### Rows from a dataset
↓

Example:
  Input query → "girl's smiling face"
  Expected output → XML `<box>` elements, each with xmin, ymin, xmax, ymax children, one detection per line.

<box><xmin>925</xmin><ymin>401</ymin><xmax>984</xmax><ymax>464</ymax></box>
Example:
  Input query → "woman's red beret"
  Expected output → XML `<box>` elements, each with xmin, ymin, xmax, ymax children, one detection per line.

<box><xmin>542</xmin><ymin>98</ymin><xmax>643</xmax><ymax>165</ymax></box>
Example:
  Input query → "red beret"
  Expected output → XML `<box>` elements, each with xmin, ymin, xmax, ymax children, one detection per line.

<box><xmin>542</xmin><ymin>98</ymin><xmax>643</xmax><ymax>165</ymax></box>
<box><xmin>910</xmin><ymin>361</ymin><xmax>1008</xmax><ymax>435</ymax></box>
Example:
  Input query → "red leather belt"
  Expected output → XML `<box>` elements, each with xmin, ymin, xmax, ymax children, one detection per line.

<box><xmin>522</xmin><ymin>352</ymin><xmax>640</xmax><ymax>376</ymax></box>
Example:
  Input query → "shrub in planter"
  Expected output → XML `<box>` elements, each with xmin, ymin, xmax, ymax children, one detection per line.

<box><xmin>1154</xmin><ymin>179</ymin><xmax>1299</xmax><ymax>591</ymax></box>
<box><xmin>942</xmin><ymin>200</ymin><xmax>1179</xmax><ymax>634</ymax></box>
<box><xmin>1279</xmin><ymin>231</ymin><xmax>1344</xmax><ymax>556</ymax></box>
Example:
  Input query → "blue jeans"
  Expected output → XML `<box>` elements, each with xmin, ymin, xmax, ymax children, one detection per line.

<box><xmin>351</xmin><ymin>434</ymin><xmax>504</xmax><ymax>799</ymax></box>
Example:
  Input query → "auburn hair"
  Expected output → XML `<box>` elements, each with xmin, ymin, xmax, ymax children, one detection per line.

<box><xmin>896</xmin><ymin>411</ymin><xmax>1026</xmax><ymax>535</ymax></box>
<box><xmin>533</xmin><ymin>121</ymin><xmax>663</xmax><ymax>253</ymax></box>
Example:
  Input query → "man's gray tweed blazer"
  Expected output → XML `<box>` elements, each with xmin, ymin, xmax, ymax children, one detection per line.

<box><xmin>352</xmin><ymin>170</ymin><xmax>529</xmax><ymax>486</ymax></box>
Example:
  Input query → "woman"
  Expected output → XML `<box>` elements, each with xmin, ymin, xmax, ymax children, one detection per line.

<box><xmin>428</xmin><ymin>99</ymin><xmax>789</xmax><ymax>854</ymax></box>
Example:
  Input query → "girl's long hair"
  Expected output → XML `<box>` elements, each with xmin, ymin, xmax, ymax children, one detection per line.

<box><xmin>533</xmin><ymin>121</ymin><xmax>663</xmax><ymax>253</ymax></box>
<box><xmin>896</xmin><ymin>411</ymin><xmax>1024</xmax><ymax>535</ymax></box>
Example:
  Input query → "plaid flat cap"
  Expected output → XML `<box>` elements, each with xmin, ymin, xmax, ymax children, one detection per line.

↑

### Problem description
Tally the lines of the material above that contain the string "Input", and give only the number.

### Reply
11